WRITTEN PROBLEM -
Rewrite every line of the items below as a JSON list of strings, one string per line, and omit the blank lines.
** Begin MATERIAL FOR THE TASK **
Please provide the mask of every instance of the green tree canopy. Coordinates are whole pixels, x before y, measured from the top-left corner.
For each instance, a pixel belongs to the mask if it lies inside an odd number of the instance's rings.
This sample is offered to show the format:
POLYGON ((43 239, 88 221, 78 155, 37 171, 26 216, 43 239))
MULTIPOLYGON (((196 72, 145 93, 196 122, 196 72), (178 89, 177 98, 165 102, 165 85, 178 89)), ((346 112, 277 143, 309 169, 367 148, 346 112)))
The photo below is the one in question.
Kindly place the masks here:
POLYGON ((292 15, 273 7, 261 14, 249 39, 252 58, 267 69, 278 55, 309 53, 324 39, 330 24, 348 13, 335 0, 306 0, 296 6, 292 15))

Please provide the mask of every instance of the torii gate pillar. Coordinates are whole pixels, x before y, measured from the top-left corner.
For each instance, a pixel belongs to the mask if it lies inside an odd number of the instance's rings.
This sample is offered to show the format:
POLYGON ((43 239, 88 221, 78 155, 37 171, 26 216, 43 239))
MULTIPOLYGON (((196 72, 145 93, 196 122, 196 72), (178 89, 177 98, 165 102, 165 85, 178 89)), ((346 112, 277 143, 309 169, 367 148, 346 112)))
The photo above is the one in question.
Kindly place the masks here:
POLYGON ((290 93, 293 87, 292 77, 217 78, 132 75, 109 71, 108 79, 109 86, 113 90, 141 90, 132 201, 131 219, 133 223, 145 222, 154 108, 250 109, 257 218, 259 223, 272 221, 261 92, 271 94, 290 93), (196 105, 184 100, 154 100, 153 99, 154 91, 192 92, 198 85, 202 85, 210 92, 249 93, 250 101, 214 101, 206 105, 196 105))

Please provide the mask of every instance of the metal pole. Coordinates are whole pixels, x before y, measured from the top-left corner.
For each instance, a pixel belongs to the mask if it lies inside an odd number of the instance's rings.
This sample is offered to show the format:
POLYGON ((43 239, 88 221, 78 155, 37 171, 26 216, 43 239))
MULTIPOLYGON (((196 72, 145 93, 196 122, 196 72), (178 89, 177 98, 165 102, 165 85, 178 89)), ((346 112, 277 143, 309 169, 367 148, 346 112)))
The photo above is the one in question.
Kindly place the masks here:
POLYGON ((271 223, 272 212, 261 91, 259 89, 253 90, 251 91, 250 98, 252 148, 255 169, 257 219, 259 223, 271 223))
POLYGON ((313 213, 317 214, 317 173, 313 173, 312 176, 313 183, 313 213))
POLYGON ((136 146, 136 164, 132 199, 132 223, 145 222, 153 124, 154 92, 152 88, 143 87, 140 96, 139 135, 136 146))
** End MATERIAL FOR THE TASK **
WORKED ANSWER -
[
  "Please provide the mask of every instance of the green tree canopy. Coordinates are whole pixels, x before y, measured from the top-left corner.",
  "For each instance, a pixel belongs to the mask if it lies inside an odd number of the instance's rings.",
  "This sample is offered to show the format:",
  "POLYGON ((43 239, 88 221, 78 155, 37 171, 26 216, 43 239))",
  "MULTIPOLYGON (((196 72, 145 93, 196 122, 196 72), (178 89, 177 98, 165 102, 165 85, 178 89)), ((346 112, 277 143, 309 169, 367 148, 346 112)))",
  "The photo below is the one in question.",
  "Kindly place the masks here:",
  "POLYGON ((292 15, 273 7, 261 14, 249 39, 252 58, 267 69, 278 55, 309 53, 324 39, 330 24, 348 13, 335 0, 306 0, 296 6, 292 15))",
  "Please provide the mask of every instance of the torii gate pillar. Coordinates are whole pixels, x before y, measured from the top-left corner.",
  "For each instance, a pixel belongs to the mask if it lies inside an odd number of the instance's rings.",
  "This sample is offered to show the format:",
  "POLYGON ((43 239, 88 221, 78 155, 37 171, 26 216, 43 239))",
  "MULTIPOLYGON (((196 72, 145 93, 196 122, 196 72), (178 89, 177 98, 165 102, 165 85, 178 89)), ((346 112, 277 143, 309 169, 367 148, 346 112)))",
  "The photo above is the one in question.",
  "Kindly place the masks here:",
  "POLYGON ((290 93, 293 87, 292 77, 217 78, 132 75, 109 71, 108 79, 109 86, 113 90, 141 90, 132 201, 131 219, 133 223, 145 222, 154 108, 250 109, 257 218, 259 223, 272 221, 261 92, 271 94, 290 93), (196 105, 184 100, 154 100, 153 99, 154 91, 192 92, 198 85, 202 85, 210 92, 249 93, 250 101, 214 101, 206 105, 196 105))",
  "Please provide the mask of every instance of the metal pole. Coordinates are whole pixels, x before y, measured from the top-left corner.",
  "For each instance, a pixel belongs to the mask if it lies inside an odd number of the instance's rings.",
  "This sample is offered to show the format:",
  "POLYGON ((43 239, 88 221, 78 155, 37 171, 26 216, 43 239))",
  "MULTIPOLYGON (((196 72, 145 93, 196 122, 196 72), (178 89, 177 98, 165 102, 165 85, 178 89)), ((346 112, 277 143, 309 169, 367 148, 346 112)))",
  "The photo above is the one in question.",
  "Kindly place the masks here:",
  "POLYGON ((271 223, 272 212, 261 91, 259 89, 253 90, 251 91, 250 98, 252 148, 255 169, 257 219, 259 223, 271 223))",
  "POLYGON ((313 213, 317 214, 317 173, 313 173, 312 176, 313 183, 313 213))",
  "POLYGON ((136 146, 136 164, 132 199, 132 223, 145 222, 153 124, 154 92, 152 88, 143 87, 140 96, 139 135, 136 146))"
]